▶ STATED PROBLEM
Transcribe the lines below, starting at the line that contains "Mark every instance of the green roof" and ending at the final line, both included.

(Entries from a point annotation set)
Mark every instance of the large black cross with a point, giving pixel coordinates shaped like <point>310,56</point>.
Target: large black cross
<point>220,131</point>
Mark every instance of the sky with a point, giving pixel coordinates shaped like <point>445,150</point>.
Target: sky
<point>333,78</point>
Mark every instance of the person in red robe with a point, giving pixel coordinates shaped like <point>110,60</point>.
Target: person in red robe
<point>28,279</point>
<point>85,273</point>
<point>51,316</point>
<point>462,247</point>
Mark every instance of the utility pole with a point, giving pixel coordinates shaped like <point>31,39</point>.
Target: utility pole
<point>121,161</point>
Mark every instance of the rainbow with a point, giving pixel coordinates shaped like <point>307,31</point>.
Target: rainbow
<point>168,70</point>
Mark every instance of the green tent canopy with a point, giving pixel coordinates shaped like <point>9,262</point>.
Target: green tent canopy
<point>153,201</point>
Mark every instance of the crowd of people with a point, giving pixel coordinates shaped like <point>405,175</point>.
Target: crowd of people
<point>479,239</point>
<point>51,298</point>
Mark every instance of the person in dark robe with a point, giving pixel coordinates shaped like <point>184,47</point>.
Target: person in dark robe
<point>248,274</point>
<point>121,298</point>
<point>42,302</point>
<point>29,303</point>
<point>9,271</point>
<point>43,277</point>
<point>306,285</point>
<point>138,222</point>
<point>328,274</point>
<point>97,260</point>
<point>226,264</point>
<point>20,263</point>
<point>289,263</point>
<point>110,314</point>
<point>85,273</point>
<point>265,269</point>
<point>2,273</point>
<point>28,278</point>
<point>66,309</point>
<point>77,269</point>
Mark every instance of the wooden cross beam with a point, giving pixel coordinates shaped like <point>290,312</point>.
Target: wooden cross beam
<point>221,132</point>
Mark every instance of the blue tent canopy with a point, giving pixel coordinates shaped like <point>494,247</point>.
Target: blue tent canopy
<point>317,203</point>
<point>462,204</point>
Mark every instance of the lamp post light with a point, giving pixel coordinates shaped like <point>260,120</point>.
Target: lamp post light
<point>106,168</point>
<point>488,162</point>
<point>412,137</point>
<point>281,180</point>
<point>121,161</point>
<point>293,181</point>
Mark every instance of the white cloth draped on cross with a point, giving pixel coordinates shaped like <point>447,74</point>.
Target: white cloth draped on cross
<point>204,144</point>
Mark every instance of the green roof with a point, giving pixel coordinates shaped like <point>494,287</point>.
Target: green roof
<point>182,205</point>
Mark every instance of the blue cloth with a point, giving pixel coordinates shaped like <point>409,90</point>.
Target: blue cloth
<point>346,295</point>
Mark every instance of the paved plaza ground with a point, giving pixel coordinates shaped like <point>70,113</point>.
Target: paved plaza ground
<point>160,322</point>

▶ COMPLETE OUTPUT
Mark every instance of the green roof with a point, giving pixel coordinates shaped like <point>494,287</point>.
Target: green roof
<point>182,205</point>
Mark every instance of the blue cloth with a point, giving pixel coordinates shaped like <point>409,90</point>.
Target: blue cloth
<point>346,295</point>
Mark every instance of the paved plaza ground with a point, giving pixel coordinates shaped like <point>70,113</point>.
Target: paved plaza ground
<point>160,322</point>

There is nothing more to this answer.